WHAT TO PRODUCE = Each line in the material below, starting at the one that contains "In this picture, where can the overgrown" and ending at the one that contains "In this picture, where can the small shed", should be repeated exactly; the pictures should not.

---*---

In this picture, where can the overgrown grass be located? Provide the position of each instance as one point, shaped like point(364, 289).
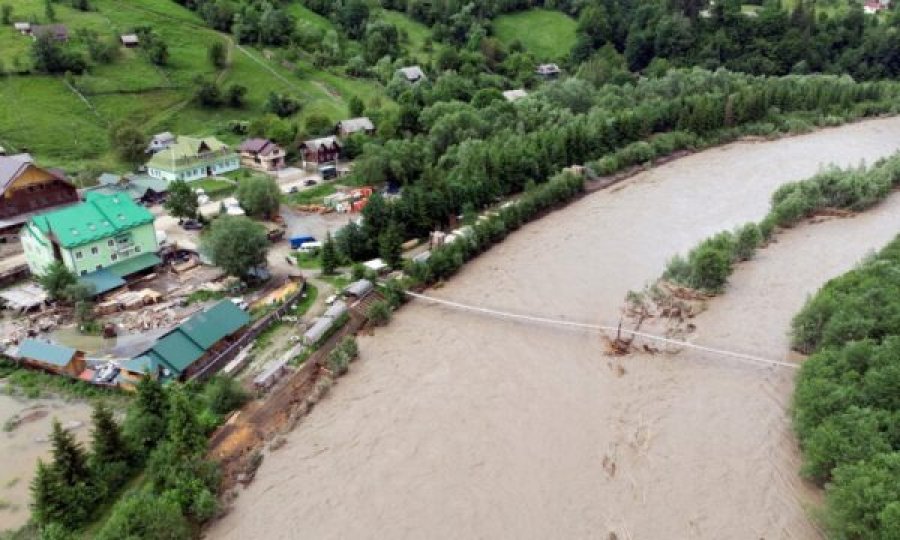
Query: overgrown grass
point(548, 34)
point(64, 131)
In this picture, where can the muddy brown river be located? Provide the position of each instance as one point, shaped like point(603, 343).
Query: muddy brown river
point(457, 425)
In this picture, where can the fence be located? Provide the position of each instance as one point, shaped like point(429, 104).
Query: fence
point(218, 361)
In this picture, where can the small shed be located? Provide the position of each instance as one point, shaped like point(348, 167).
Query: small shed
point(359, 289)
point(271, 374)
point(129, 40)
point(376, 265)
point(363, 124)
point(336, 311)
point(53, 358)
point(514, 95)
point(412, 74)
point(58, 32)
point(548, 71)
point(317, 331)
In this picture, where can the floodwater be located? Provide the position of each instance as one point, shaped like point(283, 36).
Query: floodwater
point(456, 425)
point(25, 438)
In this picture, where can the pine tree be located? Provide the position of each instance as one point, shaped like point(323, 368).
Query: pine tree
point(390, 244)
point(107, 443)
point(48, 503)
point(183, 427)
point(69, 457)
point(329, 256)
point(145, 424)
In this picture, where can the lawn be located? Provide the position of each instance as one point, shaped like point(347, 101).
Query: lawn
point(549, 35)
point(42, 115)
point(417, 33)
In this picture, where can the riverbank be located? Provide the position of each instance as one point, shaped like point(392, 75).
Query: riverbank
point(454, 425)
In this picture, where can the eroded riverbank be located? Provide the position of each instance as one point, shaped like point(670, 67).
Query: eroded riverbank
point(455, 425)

---*---

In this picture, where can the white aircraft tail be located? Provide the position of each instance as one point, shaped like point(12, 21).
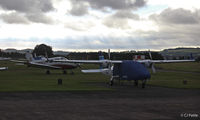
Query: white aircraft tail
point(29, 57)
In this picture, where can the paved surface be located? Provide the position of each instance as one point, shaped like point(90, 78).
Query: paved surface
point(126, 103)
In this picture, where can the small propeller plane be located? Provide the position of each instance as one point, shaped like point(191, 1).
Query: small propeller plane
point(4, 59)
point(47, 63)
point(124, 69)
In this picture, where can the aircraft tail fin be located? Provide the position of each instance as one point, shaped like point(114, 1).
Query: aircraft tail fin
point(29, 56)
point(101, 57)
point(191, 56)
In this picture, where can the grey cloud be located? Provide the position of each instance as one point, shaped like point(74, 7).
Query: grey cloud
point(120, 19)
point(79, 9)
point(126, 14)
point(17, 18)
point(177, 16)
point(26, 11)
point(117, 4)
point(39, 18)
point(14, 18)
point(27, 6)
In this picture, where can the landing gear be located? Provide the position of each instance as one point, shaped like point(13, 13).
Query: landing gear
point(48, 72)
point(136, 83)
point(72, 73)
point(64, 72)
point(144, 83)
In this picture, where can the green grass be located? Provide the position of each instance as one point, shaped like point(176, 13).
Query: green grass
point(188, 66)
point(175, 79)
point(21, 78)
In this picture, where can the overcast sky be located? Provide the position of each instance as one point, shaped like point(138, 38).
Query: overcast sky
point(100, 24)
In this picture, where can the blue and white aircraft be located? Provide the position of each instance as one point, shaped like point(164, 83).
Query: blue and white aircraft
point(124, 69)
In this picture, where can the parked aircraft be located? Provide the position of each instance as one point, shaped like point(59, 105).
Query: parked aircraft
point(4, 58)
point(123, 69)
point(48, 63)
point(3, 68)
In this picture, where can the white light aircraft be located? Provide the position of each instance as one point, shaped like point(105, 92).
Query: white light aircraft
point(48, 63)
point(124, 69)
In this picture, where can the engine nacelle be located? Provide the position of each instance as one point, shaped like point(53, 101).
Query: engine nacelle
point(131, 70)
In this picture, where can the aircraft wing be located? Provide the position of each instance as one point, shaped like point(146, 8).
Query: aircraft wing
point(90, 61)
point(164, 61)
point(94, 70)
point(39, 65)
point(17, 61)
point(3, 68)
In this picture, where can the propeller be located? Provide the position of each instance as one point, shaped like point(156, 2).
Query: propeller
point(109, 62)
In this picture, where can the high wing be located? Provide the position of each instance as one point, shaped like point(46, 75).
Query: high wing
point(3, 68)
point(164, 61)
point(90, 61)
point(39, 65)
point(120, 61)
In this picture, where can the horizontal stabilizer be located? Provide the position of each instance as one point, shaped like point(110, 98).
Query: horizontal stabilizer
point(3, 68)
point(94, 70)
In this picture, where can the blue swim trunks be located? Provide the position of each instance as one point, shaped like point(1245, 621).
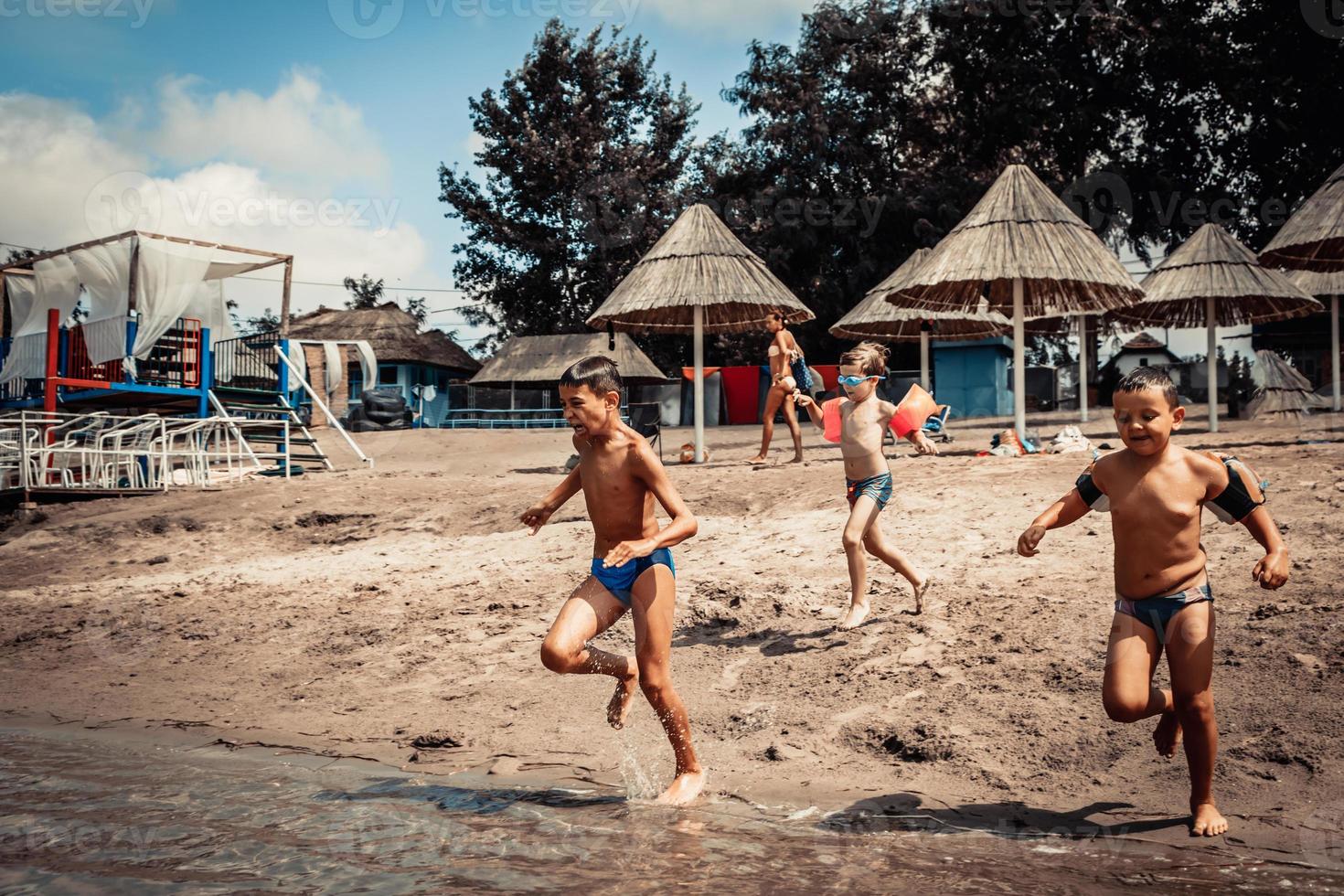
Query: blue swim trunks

---*---

RESULT OF THE TASK =
In this picture, where can the overgrown grass be located? Provide the position of each instance as one point, shaped like point(364, 289).
Query: overgrown grass
point(548, 34)
point(64, 131)
In this picture, where can the muddy brown river be located? Provide the position of each instance as one point, shaped like point(603, 343).
Query: muddy brown river
point(457, 425)
In this picture, where can the fence be located? Provide the position of each instance as one point, shaped like point(429, 104).
Query: fence
point(218, 361)
In this picture, where can the small shed be located? Provide the position of each instance as one point, shaped like point(348, 167).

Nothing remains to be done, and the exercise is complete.